* _Instructions to follow_
Please count the lines in the material below that contain the word "stone". Reply with that number alone.

* _Extracted information_
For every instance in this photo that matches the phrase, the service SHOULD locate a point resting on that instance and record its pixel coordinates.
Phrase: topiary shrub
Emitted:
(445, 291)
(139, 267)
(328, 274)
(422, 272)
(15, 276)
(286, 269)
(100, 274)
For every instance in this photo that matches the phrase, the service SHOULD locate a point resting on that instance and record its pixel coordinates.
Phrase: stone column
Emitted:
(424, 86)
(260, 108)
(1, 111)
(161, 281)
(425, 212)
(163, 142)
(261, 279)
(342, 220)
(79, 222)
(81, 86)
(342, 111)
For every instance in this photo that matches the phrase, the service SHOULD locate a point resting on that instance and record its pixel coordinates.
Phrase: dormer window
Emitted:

--

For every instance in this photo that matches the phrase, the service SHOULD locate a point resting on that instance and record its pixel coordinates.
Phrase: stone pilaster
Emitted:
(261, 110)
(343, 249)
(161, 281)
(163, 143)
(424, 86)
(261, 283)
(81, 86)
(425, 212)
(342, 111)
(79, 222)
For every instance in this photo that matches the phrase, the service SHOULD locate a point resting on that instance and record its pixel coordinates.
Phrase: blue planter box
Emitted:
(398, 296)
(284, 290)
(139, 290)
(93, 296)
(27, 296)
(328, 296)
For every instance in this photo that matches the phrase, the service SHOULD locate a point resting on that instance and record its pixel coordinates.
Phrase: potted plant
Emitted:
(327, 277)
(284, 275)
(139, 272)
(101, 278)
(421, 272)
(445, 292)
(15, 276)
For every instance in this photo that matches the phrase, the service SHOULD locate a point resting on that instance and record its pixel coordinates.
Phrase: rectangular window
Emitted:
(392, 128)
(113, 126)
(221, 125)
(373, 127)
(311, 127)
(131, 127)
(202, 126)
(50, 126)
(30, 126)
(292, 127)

* _The response_
2